# [Task]
Rename "placard" to "sign" in the material starting at the line that contains "pink placard -> masks, each instance" and ending with its final line. Reproduce only those lines and leave everything else unchanged.

◆ ◆ ◆ ◆ ◆

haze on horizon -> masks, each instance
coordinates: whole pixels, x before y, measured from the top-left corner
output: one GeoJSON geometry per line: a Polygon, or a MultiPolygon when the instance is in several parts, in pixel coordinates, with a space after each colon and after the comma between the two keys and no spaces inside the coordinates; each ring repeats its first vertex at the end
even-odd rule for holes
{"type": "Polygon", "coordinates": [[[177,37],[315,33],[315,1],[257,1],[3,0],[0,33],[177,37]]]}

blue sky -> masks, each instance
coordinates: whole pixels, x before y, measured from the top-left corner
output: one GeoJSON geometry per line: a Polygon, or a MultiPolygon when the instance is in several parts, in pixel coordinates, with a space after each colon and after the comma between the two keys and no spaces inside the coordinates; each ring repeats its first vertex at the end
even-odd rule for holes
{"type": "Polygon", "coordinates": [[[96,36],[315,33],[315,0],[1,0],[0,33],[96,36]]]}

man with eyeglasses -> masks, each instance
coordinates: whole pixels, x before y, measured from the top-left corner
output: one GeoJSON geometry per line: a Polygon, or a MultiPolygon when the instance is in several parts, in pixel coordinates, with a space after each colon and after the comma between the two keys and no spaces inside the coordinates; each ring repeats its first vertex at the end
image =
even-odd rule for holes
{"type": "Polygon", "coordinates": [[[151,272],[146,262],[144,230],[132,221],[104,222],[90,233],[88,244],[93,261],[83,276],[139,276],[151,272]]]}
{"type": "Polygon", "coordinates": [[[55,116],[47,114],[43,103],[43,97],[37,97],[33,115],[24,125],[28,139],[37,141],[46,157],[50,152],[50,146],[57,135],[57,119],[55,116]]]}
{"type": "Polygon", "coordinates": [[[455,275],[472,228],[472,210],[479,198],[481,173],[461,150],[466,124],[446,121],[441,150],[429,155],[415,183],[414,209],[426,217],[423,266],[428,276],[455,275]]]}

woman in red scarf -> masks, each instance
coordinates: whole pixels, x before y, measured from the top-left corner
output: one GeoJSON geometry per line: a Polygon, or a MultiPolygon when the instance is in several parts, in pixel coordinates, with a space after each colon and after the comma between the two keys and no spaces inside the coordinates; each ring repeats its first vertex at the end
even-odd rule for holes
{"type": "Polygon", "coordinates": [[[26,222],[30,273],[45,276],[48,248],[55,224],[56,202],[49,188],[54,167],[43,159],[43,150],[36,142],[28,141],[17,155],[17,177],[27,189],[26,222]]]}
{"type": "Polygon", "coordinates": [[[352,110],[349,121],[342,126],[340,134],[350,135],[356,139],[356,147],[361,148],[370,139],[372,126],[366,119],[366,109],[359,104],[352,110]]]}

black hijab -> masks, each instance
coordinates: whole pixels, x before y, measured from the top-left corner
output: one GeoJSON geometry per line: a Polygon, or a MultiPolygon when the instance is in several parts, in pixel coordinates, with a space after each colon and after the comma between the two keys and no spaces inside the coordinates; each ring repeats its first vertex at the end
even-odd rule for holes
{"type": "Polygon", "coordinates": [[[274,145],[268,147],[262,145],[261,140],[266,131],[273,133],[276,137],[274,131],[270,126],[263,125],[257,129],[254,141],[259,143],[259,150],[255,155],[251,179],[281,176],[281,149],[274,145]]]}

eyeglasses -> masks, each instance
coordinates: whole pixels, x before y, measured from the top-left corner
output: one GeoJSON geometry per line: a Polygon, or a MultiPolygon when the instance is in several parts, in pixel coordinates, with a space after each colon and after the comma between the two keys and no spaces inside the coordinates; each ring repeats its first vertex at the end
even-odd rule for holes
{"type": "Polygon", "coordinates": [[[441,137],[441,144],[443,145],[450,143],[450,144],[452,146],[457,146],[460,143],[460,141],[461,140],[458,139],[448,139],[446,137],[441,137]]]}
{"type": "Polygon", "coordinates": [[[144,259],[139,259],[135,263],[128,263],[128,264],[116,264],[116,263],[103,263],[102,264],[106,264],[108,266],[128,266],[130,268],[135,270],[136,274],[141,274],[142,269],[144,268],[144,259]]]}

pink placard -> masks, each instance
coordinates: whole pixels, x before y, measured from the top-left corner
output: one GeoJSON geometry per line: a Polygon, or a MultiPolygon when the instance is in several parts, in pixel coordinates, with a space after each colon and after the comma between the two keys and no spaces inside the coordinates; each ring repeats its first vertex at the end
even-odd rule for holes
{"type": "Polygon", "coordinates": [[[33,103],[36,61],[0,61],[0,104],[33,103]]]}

◆ ◆ ◆ ◆ ◆

# [Answer in full]
pink sign -> masks, each instance
coordinates: whole pixels, x before y, measured from the top-left corner
output: one GeoJSON geometry per line: a Polygon, or a MultiPolygon when the instance is in several parts, in pixel coordinates, with a space after each colon and after the comma between the two keys and no spaces inside the coordinates; each ring repeats its first vertex at the end
even-odd rule for holes
{"type": "Polygon", "coordinates": [[[33,103],[36,61],[0,61],[0,104],[33,103]]]}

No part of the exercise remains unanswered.